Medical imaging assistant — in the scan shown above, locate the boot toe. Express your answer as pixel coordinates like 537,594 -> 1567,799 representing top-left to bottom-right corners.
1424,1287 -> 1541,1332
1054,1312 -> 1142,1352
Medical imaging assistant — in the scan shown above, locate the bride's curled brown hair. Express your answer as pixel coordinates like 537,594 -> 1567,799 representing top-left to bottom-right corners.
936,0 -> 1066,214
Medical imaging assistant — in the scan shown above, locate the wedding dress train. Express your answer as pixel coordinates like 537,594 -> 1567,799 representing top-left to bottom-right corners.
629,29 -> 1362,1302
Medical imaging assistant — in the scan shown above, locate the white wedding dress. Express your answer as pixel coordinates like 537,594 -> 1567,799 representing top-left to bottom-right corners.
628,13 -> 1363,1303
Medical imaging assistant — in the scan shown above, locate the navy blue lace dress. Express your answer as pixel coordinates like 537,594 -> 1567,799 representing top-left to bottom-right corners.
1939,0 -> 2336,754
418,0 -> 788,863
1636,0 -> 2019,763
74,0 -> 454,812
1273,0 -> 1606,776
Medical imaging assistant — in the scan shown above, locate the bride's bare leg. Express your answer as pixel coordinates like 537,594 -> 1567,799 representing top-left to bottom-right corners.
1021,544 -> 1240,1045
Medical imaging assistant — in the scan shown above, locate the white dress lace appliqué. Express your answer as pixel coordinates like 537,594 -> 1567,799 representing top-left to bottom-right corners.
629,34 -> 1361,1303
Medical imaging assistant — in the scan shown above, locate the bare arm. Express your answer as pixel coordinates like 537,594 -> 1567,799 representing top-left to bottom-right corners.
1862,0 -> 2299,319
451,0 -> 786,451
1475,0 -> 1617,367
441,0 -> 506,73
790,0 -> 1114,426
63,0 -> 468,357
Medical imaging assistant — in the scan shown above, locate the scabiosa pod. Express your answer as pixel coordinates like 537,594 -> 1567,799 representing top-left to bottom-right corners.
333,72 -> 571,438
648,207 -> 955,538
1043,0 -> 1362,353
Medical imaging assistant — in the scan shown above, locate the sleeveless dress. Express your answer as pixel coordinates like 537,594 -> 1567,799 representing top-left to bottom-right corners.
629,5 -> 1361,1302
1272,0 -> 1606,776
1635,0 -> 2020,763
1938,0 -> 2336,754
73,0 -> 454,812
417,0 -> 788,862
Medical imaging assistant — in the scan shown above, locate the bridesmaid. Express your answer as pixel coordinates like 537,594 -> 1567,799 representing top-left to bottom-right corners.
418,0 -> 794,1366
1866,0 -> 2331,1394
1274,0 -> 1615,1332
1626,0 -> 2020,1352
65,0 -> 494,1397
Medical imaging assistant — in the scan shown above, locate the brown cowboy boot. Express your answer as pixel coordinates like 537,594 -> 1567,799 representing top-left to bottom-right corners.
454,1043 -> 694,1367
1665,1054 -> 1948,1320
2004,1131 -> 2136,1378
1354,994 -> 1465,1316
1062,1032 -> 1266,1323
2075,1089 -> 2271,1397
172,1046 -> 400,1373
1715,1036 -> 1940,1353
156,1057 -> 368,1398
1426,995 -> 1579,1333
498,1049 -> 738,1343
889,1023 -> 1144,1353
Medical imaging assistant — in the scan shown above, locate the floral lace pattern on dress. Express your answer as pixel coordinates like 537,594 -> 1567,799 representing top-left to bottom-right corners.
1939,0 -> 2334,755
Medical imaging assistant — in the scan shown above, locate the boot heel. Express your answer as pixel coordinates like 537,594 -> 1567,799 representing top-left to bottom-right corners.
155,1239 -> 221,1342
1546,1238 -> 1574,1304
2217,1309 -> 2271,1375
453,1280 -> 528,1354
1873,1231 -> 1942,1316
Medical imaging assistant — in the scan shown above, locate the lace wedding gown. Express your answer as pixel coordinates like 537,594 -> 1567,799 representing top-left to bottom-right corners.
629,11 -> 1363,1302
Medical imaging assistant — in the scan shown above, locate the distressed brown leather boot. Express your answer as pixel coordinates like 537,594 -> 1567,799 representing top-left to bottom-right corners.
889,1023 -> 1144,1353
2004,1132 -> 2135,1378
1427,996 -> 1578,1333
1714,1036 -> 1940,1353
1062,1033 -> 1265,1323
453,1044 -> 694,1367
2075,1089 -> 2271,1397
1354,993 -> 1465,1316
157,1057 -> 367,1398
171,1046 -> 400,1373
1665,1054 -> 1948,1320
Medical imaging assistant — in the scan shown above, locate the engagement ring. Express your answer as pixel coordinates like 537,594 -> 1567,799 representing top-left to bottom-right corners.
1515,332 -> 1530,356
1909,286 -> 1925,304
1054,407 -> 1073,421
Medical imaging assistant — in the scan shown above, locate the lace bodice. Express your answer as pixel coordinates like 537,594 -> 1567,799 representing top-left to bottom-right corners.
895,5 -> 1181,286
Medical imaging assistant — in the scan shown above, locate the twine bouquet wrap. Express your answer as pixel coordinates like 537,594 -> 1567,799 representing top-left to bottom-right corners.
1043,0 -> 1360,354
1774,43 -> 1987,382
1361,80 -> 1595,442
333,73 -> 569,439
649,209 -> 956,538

→ **Work instructions**
Retype only the lines running from the line with "locate the twine" to the end of the listing, including both of those lines.

→ **Result of the task**
Medical imaging assistant — in the scan shown above, locate the twine bouquet wrap. Express your answer as pixel coordinates like 537,594 -> 1567,799 representing top-left to bottom-right corners.
1043,0 -> 1360,354
1774,43 -> 1987,382
1361,80 -> 1595,442
333,73 -> 569,439
649,209 -> 956,538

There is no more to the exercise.